### TEXT EXCERPT
__________________________________________________
Alternative .csv reader

maintenance
rstan

#1

@bgoodri @jonah I was processing CmdStan files without rstan and it’s irritatingly slow to use read.csv even with the bells and whistles. I wrote some c++ code to process the main part of the file (ignores comments, reads header, ignores mass matrix at the momen, reads parameter values). It produces compatible output to rstan::extract and reads/processes a 2.3 GB .csv file about 7x faster than rstan currently does (60s vs. 500s, roughly on my slow-ish HDD), including getting all the parameters split into their own arrays in a named list.

If there’s interest in updating the rstan::read_stan_csv code I could clean it up and put in a PR but I’m not sure just what the requirements are in rstan (I recall when we talked about changing the in-memory output layout to avid segfaults it sounded like we’d have to wait for rstan3 so I’m asking here first.

The code is in the stannis repo under stannis/src and stannis/inst/include, for some reason it’s the files named zoom*. The R-level function is not exported from the package, it’s stannis:::read_cmdstan_csv(filename)


#2

@aaronjg has a pull request that is probably fine for the next release


although we should probably switch to readr or data.table at some point, now that their dependency lists are not as long as they used to be.


#3

I haven’t run the benchmarks myself, but compared to what @davharris reported, my PR was faster than readr (haven’t done the comparison to the data.table package yet). It gets the speed improvements since it:

  1. Preallocates the entire data frame before reading in the files
  2. Reads the data and comments in a single pass rather than two passes
  3. Reads directly into the output data frame, rather than reading into a a matrix and then converting it into a data frame. (which means it needs to have enough RAM for two copies).

@sakrejda, I’d be curious if your code is faster than that. I wasn’t seeing 7x speedups, but a lot depends on whether the bottleneck is HDD, memory allocation, or CPU in converting strings to floats.

Also, if you aren’t using R 3.5 yet, you should upgrade, since they implemented some big performance improvements with respect to reading files.

I also have a branch that supports reading the csvs into matrices rather than data frames. However sampling et al. is still using data frames.
__________________________________________________
### WRITTEN EXERCISE 1
Locate each line of the listing that contains the string "surface", matching case exactly, and copy those lines.
### WRITTEN EXERCISE 2
Carry on the forum thread about faster reading of CmdStan .csv files, beginning after its last sentence.

### ENTRIES SUPPLIED
__________________________________________________
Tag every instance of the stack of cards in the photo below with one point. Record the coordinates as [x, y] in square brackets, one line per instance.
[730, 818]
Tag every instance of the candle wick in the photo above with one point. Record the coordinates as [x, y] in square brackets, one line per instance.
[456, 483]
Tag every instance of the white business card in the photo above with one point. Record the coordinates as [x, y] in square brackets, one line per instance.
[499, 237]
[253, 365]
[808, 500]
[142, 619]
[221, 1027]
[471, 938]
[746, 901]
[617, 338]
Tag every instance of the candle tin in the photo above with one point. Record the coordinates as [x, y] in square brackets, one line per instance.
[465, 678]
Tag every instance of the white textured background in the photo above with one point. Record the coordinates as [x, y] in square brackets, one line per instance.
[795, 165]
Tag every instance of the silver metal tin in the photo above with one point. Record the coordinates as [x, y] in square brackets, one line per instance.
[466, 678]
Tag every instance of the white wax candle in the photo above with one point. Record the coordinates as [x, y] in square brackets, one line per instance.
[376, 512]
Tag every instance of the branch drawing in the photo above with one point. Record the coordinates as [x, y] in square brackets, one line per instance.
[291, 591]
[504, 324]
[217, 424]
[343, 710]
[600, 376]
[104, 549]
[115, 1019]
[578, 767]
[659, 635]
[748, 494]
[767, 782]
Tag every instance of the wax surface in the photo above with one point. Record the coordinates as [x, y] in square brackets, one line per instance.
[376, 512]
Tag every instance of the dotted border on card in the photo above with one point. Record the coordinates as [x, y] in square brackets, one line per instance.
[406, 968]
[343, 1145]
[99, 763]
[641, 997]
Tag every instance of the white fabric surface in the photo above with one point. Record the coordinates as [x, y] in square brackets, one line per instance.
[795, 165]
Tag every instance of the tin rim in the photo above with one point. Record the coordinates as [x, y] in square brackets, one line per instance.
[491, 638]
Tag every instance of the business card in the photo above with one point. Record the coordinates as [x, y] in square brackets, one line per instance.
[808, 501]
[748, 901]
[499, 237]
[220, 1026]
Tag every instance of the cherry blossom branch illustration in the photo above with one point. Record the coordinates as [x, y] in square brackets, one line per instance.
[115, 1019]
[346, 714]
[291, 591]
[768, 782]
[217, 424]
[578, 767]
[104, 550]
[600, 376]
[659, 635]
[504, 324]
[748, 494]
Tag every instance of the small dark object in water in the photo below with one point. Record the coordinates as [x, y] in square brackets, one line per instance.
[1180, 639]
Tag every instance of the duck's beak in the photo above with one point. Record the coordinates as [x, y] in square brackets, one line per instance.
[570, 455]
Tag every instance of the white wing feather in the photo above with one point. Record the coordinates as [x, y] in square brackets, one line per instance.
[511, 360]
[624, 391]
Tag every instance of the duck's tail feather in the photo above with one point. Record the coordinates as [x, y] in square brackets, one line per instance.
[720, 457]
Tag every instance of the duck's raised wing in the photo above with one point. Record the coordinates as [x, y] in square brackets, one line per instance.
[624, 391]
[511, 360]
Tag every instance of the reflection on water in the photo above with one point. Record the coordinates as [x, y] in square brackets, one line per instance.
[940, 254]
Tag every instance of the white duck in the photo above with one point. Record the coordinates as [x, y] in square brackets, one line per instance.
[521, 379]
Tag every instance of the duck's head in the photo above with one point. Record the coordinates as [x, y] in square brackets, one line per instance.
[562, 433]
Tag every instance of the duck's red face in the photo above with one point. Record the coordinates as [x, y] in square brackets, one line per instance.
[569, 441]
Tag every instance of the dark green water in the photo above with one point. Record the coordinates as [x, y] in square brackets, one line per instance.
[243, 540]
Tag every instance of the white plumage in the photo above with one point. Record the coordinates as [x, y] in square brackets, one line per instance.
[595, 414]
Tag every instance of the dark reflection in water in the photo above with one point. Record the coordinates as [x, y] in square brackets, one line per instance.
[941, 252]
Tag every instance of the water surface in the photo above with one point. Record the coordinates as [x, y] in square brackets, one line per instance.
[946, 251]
__________________________________________________
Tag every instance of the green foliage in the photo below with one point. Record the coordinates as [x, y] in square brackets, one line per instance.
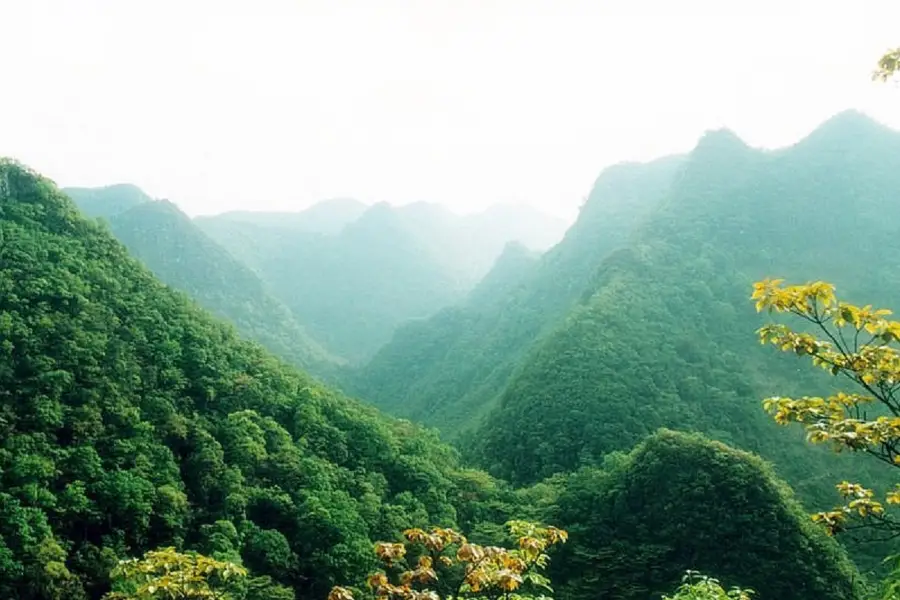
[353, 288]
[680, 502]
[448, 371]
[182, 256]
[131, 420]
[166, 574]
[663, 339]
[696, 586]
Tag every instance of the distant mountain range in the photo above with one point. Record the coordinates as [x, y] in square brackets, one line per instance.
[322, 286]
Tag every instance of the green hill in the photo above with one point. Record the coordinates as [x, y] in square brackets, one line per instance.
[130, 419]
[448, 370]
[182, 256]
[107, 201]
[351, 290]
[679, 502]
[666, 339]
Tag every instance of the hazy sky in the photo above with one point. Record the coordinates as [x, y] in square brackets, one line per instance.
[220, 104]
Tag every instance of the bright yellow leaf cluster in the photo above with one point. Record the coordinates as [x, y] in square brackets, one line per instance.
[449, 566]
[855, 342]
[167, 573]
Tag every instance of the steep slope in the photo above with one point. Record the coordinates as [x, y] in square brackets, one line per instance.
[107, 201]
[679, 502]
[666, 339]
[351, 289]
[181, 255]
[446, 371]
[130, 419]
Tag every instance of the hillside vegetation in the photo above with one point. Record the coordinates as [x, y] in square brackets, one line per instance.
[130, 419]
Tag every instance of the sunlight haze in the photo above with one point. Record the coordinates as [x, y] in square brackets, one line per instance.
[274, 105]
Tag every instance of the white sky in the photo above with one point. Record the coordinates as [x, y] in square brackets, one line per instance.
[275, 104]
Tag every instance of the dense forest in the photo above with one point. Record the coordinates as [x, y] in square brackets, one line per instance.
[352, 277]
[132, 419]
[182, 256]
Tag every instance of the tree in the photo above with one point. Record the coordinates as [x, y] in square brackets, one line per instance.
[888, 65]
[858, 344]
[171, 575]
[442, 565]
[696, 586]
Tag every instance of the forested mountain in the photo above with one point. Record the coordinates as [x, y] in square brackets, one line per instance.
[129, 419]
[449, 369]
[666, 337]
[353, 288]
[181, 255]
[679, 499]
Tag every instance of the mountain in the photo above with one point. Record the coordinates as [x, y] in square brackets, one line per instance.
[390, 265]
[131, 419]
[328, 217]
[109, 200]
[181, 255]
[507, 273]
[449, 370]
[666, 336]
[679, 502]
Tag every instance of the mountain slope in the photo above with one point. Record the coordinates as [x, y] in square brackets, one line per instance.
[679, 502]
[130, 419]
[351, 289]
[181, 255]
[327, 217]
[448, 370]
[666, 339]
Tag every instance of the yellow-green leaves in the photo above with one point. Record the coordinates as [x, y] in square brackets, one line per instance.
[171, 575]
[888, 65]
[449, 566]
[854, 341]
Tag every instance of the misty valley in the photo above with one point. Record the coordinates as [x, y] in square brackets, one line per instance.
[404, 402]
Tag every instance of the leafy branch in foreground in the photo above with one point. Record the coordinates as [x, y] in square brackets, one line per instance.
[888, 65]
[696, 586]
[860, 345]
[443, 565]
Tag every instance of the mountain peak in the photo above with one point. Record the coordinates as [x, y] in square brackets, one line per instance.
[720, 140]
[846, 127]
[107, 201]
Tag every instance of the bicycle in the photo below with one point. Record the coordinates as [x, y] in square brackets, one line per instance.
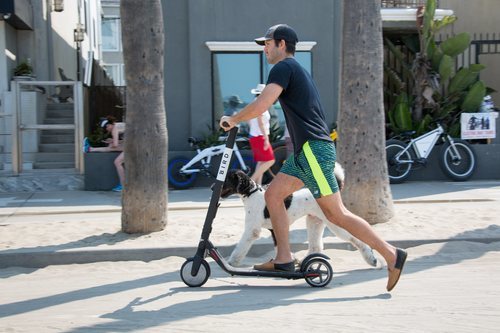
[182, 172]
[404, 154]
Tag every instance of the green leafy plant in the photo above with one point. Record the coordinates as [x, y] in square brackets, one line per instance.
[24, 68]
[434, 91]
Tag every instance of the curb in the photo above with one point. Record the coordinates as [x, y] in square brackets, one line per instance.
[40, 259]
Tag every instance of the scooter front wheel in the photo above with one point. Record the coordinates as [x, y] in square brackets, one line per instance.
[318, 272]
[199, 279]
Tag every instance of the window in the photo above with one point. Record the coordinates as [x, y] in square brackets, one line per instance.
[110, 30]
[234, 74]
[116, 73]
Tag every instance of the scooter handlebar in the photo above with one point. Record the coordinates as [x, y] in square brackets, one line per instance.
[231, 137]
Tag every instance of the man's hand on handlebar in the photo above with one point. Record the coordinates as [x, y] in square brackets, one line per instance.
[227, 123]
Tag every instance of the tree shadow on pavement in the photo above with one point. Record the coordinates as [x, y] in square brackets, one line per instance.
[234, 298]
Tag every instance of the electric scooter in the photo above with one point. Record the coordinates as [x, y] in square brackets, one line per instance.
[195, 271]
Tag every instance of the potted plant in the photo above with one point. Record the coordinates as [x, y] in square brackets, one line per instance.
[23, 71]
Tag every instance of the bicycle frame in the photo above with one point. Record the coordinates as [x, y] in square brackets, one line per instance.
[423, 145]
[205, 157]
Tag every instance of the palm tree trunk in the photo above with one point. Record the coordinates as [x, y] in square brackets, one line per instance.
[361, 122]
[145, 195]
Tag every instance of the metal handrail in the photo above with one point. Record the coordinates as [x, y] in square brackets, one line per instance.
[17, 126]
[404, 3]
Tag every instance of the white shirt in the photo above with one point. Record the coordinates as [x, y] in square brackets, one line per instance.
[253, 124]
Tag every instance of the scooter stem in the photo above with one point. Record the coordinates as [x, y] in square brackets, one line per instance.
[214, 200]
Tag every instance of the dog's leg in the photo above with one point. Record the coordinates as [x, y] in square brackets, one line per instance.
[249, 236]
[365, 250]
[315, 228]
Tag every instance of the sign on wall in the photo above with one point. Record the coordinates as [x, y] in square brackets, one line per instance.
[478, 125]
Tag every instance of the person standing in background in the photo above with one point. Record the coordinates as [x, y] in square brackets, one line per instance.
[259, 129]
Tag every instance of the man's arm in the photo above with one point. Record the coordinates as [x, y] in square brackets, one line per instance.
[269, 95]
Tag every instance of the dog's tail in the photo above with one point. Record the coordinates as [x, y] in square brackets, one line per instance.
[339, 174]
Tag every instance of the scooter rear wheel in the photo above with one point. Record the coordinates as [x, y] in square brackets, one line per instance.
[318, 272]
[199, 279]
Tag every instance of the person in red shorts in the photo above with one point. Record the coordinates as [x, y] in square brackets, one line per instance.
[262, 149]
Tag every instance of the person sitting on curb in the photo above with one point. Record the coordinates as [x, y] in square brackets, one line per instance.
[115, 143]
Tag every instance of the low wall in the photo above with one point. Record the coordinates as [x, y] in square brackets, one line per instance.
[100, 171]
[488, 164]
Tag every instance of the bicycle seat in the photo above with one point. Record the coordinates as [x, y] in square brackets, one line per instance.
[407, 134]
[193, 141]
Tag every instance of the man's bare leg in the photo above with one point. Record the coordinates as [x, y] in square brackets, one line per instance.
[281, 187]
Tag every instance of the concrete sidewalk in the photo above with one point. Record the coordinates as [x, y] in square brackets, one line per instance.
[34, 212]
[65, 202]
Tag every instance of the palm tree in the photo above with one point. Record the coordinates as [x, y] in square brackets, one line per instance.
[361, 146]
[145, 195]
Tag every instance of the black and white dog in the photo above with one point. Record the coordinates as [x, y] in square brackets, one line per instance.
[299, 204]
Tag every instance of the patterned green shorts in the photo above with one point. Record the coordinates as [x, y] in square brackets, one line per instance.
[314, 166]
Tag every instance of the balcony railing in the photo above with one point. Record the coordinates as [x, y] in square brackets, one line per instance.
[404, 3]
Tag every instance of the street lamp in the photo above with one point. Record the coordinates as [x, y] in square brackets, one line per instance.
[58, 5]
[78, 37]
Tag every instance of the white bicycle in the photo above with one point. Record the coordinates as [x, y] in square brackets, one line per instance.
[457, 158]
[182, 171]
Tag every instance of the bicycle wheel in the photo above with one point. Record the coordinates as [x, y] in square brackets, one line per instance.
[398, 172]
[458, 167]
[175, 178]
__________________________________________________
### WRITTEN RESPONSE 1
Tag every instance of the wax surface in the photo above with one point. Record the coordinates as [x, y] in square brackets, one line per instance.
Tag every instance of the white fabric surface in the photo above with one point. Record the coordinates as [x, y] in square brackets, one line per instance.
Tag every instance of the water surface in the photo above with one point. Record the coordinates as [x, y] in square brackets, one line per instance.

### WRITTEN RESPONSE 2
https://github.com/aaronjg/rstan/tree/use_matrices


#4

I can try your code out for a direct comparison. Is it pure R that I can run without installing an rstan branch? I’ll see I have R 3.5 installed…

My code is pushing 40MB/s on a 5400 rpm drive so it’s getting 30-50% (?) of max throughput. While adding functionality I noticed that parsing text to doubles + separators (commas) was the biggest hit to speed and reshaping arrays was a few percent more. I’m doing this in a single pass with bare string iterators so I’ll be impressed if pure R gets close. I am buffering per line before processing it so it could get a little faster if it was really a single pass… but probably not worth the dev time.


#5

It’s only uses base R functions, but the heavy lifting of parsing the text is done using the scan function, which is implemented it C. You can test it by cloning the branch (https://github.com/aaronjg/rstan/tree/for-2.18) and loading it with devtools, or you can just load the original rstan, then source stan_csv.R and misc.R from that branch and running read_stan_csv.


#6

Your code breaks on a .csv file with any embedded comments (so in my case I get an error when it runs into the mass matrix:

> system.time({o  = read_one_stan_csv('~/builds/contraceptive-4/fits/fit-1f3838ab2e6a50e37dcf3501950ae0fdfb1922a53bd3d2ca1be342515e1984d1/chain-1/output.csv')})
Error in scan(csvfile, what = double(), sep = ",", comment.char = "",  : 
  scan() expected 'a real', got '#Adaptationterminated'

I did try just scan by itself which doesn’t include parsing the header and here’s what I get:

> system.time({o  = scan('~/builds/contraceptive-4/fits/fit-1f3838ab2e6a50e37dcf3501950ae0fdfb1922a53bd3d2ca1be342515e1984d1/chain-1/output.csv', what = double(), sep =',', comment.char='#', skip=39)})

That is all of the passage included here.